» What the task asks: Search the data for the string "paddle" and extract every line where it appears.

[[ Dataset records open ]]

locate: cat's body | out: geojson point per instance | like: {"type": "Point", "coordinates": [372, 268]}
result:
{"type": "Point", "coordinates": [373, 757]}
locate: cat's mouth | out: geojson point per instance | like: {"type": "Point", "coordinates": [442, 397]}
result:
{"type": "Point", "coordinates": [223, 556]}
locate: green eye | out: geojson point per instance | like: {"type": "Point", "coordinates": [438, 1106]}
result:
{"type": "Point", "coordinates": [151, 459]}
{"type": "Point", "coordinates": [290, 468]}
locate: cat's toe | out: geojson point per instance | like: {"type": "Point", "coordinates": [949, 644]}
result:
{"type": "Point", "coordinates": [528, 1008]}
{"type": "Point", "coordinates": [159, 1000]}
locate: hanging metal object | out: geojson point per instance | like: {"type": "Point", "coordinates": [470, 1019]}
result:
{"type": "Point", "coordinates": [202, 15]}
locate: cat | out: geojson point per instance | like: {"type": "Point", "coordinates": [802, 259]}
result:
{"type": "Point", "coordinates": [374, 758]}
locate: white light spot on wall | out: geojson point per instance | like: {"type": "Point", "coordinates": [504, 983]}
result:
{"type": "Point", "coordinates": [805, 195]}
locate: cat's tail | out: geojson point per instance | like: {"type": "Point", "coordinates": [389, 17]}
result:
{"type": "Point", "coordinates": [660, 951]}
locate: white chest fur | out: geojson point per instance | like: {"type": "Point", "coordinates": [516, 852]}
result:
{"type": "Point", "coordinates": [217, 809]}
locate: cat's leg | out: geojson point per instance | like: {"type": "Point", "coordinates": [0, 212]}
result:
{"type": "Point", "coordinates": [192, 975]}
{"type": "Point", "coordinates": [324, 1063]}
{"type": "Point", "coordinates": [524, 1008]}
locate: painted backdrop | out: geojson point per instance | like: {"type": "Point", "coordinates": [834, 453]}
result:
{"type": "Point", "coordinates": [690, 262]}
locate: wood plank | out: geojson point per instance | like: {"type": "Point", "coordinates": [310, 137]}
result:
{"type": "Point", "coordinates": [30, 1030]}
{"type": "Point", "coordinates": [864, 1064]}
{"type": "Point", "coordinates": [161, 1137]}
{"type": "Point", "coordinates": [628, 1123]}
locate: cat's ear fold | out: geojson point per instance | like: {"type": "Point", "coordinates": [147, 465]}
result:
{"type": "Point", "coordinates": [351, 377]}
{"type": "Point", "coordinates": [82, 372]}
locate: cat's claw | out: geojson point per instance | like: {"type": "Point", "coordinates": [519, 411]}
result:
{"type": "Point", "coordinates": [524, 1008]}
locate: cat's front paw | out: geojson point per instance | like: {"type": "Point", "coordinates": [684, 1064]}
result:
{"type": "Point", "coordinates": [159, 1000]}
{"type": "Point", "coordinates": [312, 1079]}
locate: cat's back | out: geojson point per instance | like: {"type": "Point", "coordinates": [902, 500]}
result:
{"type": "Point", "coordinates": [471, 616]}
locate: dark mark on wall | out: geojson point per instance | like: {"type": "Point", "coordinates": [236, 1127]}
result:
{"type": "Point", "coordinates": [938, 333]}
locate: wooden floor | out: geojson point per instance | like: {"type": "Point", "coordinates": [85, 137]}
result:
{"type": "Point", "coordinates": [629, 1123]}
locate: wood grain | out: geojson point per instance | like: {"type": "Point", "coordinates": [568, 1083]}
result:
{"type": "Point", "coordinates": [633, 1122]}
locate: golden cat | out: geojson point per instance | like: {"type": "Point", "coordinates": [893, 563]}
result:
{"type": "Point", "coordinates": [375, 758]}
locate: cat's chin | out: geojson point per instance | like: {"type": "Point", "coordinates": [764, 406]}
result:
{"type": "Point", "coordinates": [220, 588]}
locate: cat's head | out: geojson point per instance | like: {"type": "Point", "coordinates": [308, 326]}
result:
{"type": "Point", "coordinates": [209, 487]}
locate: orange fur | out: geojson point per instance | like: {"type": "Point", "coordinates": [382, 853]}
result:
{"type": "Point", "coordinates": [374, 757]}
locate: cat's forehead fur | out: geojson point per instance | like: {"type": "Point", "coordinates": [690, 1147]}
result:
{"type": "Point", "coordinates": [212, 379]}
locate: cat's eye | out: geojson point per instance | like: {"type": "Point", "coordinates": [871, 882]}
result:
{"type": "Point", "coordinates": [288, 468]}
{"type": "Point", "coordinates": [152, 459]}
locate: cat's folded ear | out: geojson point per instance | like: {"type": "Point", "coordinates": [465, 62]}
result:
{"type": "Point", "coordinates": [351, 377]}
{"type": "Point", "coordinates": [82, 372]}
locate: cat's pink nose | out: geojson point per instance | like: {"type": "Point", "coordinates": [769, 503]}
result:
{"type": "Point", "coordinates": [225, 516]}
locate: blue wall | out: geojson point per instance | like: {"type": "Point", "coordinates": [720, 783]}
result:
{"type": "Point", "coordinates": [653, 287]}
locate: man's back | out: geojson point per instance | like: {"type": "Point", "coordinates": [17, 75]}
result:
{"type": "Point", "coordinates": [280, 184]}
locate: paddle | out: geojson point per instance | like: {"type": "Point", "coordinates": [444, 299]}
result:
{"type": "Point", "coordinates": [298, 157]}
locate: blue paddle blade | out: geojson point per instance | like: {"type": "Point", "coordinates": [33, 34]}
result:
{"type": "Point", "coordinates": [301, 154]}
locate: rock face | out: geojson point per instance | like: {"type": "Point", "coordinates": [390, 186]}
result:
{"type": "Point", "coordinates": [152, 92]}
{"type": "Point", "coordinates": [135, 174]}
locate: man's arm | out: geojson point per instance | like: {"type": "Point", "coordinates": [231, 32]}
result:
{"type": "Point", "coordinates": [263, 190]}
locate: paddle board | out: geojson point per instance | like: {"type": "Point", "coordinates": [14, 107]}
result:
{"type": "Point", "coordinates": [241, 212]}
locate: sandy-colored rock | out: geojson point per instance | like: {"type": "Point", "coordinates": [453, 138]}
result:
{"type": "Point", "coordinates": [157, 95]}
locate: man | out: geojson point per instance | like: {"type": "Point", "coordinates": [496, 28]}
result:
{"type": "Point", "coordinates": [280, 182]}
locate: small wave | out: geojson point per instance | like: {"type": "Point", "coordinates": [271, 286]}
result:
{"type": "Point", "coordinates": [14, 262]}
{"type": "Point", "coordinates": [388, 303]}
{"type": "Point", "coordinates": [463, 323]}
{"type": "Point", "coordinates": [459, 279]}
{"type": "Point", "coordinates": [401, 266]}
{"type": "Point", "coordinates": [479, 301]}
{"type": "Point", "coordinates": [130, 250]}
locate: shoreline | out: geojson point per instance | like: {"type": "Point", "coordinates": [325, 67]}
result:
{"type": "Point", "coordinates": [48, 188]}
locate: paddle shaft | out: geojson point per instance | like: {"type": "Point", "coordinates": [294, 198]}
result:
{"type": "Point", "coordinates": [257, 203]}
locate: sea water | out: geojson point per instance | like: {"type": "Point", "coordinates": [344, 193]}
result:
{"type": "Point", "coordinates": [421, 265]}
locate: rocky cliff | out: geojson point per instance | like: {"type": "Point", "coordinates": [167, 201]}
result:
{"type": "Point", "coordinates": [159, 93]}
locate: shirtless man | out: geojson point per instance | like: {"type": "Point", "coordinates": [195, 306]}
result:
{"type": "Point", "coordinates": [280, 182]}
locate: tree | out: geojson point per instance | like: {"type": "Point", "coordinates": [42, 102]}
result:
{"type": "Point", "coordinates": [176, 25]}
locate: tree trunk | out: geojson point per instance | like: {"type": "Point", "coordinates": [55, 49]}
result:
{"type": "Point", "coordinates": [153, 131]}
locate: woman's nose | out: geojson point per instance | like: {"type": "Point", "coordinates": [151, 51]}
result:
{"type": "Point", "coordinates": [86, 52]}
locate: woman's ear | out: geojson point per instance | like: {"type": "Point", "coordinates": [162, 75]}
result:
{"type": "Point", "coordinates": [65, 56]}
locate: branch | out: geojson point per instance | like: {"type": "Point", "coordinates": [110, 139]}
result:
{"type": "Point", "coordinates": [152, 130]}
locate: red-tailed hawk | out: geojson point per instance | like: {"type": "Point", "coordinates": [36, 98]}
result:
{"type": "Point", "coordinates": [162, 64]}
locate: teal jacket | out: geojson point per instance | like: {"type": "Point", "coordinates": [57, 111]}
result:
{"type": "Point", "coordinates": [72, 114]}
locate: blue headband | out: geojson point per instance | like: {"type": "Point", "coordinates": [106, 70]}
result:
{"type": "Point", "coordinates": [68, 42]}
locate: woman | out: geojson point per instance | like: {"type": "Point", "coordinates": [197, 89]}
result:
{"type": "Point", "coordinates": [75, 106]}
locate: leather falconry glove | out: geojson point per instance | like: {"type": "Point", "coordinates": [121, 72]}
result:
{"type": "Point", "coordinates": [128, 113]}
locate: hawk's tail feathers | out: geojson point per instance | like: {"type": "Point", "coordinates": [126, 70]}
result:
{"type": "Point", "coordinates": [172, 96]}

[[ Dataset records closed ]]

» Reply to the exercise:
locate: paddle | out: geojson point per instance | like: {"type": "Point", "coordinates": [444, 299]}
locate: blue paddle blade | out: geojson point per instance | like: {"type": "Point", "coordinates": [33, 34]}
locate: paddle board | out: geojson point per instance | like: {"type": "Point", "coordinates": [14, 107]}
locate: paddle shaft | out: geojson point per instance | like: {"type": "Point", "coordinates": [294, 198]}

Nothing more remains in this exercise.